CHALLENGES:
a - Summarize the fish identification thread in three sentences.
b - Reproduce the stretch of the fish identification thread from "## StructureGuy (Jul" through "dorsal fin spread?".

[start PAGE]

# is this a Melanochromis joanjohnsonae



## carebear230 (Feb 25, 2013)

hello i was told when he was given to me that this is a Melanochromis joanjohnsonae is it ? 

2013-07-22 14.21.16 by carriepolay, on Flickr


----------



## StructureGuy (Jul 27, 2002)

carebear230 said:


> hello i was told when he was given to me that this is a Melanochromis joanjohnsonae is it ?


No. The body shape isn't quite right, unless this is a very old male. Can you take a picture with the dorsal fin spread?


----------



## carebear230 (Feb 25, 2013)

ok well can u tell me what it is then ?


----------



## carebear230 (Feb 25, 2013)

i believe he said the common name was exasperatus and all of the images i have been looking at look very very similar.. mines stripes do look much darker in person . and change often . if that is not truly what he is i am soo lost lol


----------



## Chester B (Dec 28, 2012)

Melanochromis exasperatus was the original name assigned to the fish we now know as Labidochromis joanjohnsonae. To me it looks like a very old male as Structureguy has already suggested.


----------



## carebear230 (Feb 25, 2013)

[end PAGE]
[start EXTRACTED ENTRIES]

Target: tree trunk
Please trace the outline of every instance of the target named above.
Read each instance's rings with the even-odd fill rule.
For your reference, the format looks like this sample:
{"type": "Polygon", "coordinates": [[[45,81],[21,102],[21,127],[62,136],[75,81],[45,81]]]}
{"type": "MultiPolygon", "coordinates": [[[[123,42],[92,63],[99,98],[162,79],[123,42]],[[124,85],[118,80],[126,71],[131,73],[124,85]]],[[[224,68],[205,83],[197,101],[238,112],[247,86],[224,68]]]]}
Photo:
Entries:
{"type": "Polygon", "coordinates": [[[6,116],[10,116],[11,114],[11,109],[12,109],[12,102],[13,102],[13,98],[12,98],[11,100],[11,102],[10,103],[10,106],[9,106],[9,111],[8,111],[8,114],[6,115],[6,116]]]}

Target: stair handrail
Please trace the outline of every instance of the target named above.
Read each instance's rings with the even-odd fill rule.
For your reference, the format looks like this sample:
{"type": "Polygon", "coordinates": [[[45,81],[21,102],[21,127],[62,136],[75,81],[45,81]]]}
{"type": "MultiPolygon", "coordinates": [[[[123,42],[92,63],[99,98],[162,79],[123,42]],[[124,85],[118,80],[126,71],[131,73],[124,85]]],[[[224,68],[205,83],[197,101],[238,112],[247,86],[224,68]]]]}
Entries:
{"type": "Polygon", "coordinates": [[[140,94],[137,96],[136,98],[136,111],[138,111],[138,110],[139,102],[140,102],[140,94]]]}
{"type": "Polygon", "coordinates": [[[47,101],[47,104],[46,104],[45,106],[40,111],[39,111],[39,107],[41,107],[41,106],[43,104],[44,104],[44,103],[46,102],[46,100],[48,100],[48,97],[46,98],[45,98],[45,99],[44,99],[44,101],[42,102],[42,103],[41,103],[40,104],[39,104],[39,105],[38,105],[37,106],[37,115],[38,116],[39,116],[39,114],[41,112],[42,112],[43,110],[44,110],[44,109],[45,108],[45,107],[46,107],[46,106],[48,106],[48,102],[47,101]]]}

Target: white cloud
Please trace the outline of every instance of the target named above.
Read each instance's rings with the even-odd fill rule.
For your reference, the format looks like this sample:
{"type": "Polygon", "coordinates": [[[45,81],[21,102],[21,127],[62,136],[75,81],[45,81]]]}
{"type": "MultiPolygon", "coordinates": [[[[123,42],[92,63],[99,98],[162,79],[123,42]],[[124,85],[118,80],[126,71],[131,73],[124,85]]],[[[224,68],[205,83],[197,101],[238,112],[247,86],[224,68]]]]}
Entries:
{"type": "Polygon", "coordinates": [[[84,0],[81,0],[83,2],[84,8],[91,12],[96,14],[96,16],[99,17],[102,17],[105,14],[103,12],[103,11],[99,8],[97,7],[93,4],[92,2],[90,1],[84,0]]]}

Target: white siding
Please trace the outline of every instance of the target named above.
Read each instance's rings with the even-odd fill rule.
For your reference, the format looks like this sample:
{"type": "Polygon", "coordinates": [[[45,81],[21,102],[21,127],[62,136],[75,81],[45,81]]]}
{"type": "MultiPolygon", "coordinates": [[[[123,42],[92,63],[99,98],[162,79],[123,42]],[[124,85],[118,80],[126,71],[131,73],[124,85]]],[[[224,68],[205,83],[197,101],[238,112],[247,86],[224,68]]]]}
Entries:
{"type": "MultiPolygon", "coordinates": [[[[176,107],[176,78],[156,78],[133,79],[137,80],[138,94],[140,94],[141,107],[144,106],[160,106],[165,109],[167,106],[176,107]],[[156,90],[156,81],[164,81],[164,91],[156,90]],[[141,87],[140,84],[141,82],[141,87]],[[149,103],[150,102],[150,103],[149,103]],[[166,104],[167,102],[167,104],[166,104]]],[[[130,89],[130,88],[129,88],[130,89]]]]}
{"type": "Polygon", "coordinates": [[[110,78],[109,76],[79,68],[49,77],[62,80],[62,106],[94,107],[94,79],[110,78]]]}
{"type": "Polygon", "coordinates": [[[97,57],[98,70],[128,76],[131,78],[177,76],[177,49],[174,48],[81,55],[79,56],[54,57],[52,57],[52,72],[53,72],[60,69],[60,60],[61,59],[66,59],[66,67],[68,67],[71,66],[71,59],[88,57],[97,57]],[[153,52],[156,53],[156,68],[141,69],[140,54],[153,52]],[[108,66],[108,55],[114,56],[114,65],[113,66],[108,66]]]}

[end EXTRACTED ENTRIES]

ANSWERS PROVIDED:
a - A poster asks whether a fish received from someone else is a Melanochromis joanjohnsonae. StructureGuy answers no, saying the body shape isn't quite right unless it is a very old male, and asks for a picture with the dorsal fin spread. After the poster mentions the common name exasperatus, Chester B explains that Melanochromis exasperatus was the original name of the fish now known as Labidochromis joanjohnsonae and agrees that it looks like a very old male.

b -
## StructureGuy (Jul 27, 2002)

carebear230 said:


> hello i was told when he was given to me that this is a Melanochromis joanjohnsonae is it ?


No. The body shape isn't quite right, unless this is a very old male. Can you take a picture with the dorsal fin spread?